- What is needed -
Can you copy every entry below word for word, leaving the pictures out?

- Record excerpts -
•••
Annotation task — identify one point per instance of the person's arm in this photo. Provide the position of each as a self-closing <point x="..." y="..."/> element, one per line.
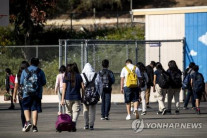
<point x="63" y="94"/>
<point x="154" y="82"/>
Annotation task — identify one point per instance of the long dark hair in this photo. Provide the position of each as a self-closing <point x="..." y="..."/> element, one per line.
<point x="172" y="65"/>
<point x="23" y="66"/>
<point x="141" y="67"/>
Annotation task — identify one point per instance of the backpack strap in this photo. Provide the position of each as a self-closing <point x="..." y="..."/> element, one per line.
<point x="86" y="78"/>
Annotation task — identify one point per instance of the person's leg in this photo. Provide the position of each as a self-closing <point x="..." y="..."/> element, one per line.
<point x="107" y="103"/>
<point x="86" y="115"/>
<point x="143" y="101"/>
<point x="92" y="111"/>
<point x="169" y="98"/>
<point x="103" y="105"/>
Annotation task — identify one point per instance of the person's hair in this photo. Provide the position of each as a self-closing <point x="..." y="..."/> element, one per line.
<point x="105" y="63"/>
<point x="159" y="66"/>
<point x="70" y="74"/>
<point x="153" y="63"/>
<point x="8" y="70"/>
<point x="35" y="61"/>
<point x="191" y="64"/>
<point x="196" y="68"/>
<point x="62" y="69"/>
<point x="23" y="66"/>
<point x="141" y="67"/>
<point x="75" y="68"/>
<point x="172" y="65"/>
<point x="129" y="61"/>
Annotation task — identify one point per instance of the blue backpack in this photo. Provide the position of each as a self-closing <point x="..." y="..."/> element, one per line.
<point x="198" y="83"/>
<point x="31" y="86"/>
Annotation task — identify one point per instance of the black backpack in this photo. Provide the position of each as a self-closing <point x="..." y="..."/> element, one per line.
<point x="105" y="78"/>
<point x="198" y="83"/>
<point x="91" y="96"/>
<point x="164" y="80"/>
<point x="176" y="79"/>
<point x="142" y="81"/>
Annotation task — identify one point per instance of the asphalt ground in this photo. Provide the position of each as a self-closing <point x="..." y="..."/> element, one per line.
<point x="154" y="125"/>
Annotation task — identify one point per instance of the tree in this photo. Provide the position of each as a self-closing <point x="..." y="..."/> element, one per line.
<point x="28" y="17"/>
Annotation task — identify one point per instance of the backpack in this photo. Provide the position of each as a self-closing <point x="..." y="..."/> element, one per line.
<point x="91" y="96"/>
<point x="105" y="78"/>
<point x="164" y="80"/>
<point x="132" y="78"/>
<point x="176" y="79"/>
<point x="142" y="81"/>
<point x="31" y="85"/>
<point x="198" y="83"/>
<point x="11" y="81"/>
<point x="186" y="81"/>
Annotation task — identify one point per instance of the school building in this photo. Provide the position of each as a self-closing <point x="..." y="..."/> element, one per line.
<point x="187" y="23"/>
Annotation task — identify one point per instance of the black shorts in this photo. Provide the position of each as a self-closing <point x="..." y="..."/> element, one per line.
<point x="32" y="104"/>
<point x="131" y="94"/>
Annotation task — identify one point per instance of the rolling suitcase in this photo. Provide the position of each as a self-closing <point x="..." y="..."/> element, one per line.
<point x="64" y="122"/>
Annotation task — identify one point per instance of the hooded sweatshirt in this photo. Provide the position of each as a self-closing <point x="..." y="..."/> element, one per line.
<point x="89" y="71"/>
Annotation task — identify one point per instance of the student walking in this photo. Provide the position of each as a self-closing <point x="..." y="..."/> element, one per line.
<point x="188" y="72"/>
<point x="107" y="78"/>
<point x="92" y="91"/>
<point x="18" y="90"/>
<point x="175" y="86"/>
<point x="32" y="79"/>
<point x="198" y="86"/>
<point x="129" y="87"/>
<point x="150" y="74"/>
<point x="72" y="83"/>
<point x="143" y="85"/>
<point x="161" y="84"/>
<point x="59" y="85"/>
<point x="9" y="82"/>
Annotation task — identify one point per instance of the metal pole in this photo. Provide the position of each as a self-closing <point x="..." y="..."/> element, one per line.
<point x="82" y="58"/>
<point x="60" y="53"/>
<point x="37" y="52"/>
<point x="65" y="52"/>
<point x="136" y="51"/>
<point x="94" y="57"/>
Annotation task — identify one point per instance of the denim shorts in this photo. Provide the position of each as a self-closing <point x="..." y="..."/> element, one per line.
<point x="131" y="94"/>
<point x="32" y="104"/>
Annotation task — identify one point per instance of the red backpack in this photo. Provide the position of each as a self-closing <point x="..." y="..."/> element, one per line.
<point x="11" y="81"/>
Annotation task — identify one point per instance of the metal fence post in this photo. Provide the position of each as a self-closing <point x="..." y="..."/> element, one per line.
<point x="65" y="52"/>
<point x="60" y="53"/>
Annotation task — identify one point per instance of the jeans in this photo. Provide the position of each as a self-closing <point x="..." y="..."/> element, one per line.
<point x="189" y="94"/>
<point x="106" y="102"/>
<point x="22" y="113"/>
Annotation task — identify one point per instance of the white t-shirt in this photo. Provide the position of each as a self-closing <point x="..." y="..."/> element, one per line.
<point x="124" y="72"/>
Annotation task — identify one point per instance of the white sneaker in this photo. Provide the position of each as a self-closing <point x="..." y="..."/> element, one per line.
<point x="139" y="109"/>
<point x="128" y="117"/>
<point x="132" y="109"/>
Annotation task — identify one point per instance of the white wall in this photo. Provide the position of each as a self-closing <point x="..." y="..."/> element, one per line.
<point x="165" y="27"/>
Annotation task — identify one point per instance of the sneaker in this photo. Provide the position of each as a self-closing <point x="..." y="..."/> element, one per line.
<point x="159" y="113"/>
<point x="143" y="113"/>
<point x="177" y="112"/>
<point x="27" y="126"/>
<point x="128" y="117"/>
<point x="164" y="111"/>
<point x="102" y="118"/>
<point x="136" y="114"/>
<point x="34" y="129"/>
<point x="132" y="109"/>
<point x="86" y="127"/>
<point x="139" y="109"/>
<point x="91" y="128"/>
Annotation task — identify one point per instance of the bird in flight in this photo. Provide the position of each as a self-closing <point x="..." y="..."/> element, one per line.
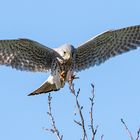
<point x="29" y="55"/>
•••
- Answer -
Annotation task — identify one point per instance of the person's arm in this photo. Provide the position of each as a self-closing <point x="..." y="..."/> element, one per line.
<point x="63" y="94"/>
<point x="154" y="82"/>
Annotation task — identify one point per instance of the long dark hair in this photo. Provide the position of each as a self-closing <point x="..." y="..."/> element, one per line.
<point x="172" y="65"/>
<point x="23" y="66"/>
<point x="141" y="67"/>
Annotation task — identify one point per instance of the backpack strap in this photo. Provide the position of each as a self-closing <point x="..." y="..."/> element, one per line.
<point x="86" y="78"/>
Annotation task — identify one point per instance of the person's leg in this photo. Provide the position of each as a self-closing <point x="..." y="..."/> element, one per line.
<point x="107" y="103"/>
<point x="86" y="115"/>
<point x="143" y="101"/>
<point x="92" y="111"/>
<point x="169" y="98"/>
<point x="103" y="105"/>
Annotation task — identify one point per instance of the person's hair in this photo. Provide the position of each as a self-closing <point x="..." y="..."/> element, one per line.
<point x="105" y="63"/>
<point x="159" y="66"/>
<point x="70" y="74"/>
<point x="153" y="63"/>
<point x="8" y="70"/>
<point x="35" y="61"/>
<point x="191" y="64"/>
<point x="196" y="68"/>
<point x="62" y="69"/>
<point x="23" y="66"/>
<point x="141" y="67"/>
<point x="75" y="68"/>
<point x="172" y="65"/>
<point x="129" y="61"/>
Annotation task — identify one point per instance of the blue backpack in this photo. Provide the position of each as a self-closing <point x="..." y="..."/> element, one per line.
<point x="198" y="83"/>
<point x="31" y="86"/>
Annotation task — identify one point per instance of the black backpack in this photo. Provide the position of each as a self-closing <point x="..." y="..."/> element, one per line.
<point x="105" y="78"/>
<point x="198" y="83"/>
<point x="91" y="96"/>
<point x="164" y="80"/>
<point x="176" y="79"/>
<point x="142" y="81"/>
Annotation task — identify one point per instance of the asphalt ground in this photo. Provide the position of each as a self-closing <point x="..." y="..."/> element, one per line.
<point x="154" y="125"/>
Annotation task — identify one point per instance of the tree in this photo. Provide the position of each as a self-closing <point x="..." y="..."/> element, one per line.
<point x="28" y="17"/>
Annotation task — identify one point per instance of the backpack in this photo. Provide the position of each as a self-closing <point x="..." y="..."/> element, one per line.
<point x="91" y="96"/>
<point x="105" y="78"/>
<point x="164" y="80"/>
<point x="132" y="78"/>
<point x="176" y="79"/>
<point x="142" y="81"/>
<point x="31" y="85"/>
<point x="198" y="83"/>
<point x="11" y="81"/>
<point x="186" y="81"/>
Annotation task — identify one point per instance of the school building in this photo. Provide the position of each as a self-closing <point x="..." y="..."/> element, one per line.
<point x="187" y="23"/>
Annotation task — identify one point per instance of the black shorts in this photo. Provide the position of each as a self-closing <point x="..." y="..."/> element, one per line.
<point x="32" y="104"/>
<point x="131" y="94"/>
Annotation task — identify one point per instance of the rolling suitcase in this photo. Provide the position of each as a self-closing <point x="..." y="..."/> element, one per line.
<point x="64" y="122"/>
Annotation task — identify one point per instance of the hooded sweatshirt in this photo. Provide the position of each as a self-closing <point x="..." y="..."/> element, one per line.
<point x="89" y="71"/>
Annotation task — identify one point per instance of the student walking in this photo. Provide the position of each as a self-closing <point x="..." y="..."/> element, one per line.
<point x="188" y="72"/>
<point x="107" y="78"/>
<point x="92" y="91"/>
<point x="18" y="90"/>
<point x="175" y="86"/>
<point x="32" y="79"/>
<point x="198" y="86"/>
<point x="129" y="87"/>
<point x="150" y="74"/>
<point x="72" y="83"/>
<point x="143" y="85"/>
<point x="161" y="84"/>
<point x="59" y="85"/>
<point x="9" y="82"/>
Annotation task — identify one point per instance of the metal pole in this photo. Provide the position of each as a self-closing <point x="..." y="..."/> element, one per line.
<point x="82" y="58"/>
<point x="60" y="53"/>
<point x="37" y="52"/>
<point x="65" y="52"/>
<point x="136" y="51"/>
<point x="94" y="57"/>
Annotation task — identify one point per instance of the denim shorts in this photo. Provide the position of each as a self-closing <point x="..." y="..."/> element, one per line.
<point x="131" y="94"/>
<point x="32" y="104"/>
Annotation task — identify one point per instance of the red backpack in this photo. Provide the position of each as a self-closing <point x="..." y="..."/> element, one per line.
<point x="11" y="81"/>
Annotation task — identify one point per instance of the metal fence post in this photo. Provide the position of each as a self-closing <point x="..." y="..."/> element, one per line.
<point x="65" y="52"/>
<point x="60" y="53"/>
Annotation task — identify one point per instance of the jeans in this photo. Provide the position of each as a self-closing <point x="..." y="..."/> element, one per line.
<point x="189" y="94"/>
<point x="106" y="102"/>
<point x="22" y="113"/>
Annotation task — identify one point per instance of the white t-shirt in this photo. Provide the position of each as a self-closing <point x="..." y="..."/> element, one per line.
<point x="124" y="72"/>
Annotation task — identify one point per instance of the white sneaker in this photo. Provide the position of each as a self-closing <point x="..." y="..."/> element, one per line.
<point x="139" y="109"/>
<point x="128" y="117"/>
<point x="132" y="109"/>
Annotation task — identify one point per instance of the white wall in this photo. Provide the position of each as a self-closing <point x="..." y="..."/> element, one per line.
<point x="165" y="27"/>
Annotation task — identify one point per instance of the sneaker in this photo. Provide the position of each as a self-closing <point x="..." y="..."/> element, one per line.
<point x="159" y="113"/>
<point x="143" y="113"/>
<point x="177" y="112"/>
<point x="27" y="126"/>
<point x="128" y="117"/>
<point x="164" y="111"/>
<point x="102" y="118"/>
<point x="136" y="114"/>
<point x="34" y="129"/>
<point x="132" y="109"/>
<point x="86" y="127"/>
<point x="139" y="109"/>
<point x="91" y="128"/>
Annotation task — identify one point per instance of the bird in flight in this photo. Provide the position of each as a self-closing <point x="..." y="..."/> element, one per line.
<point x="29" y="55"/>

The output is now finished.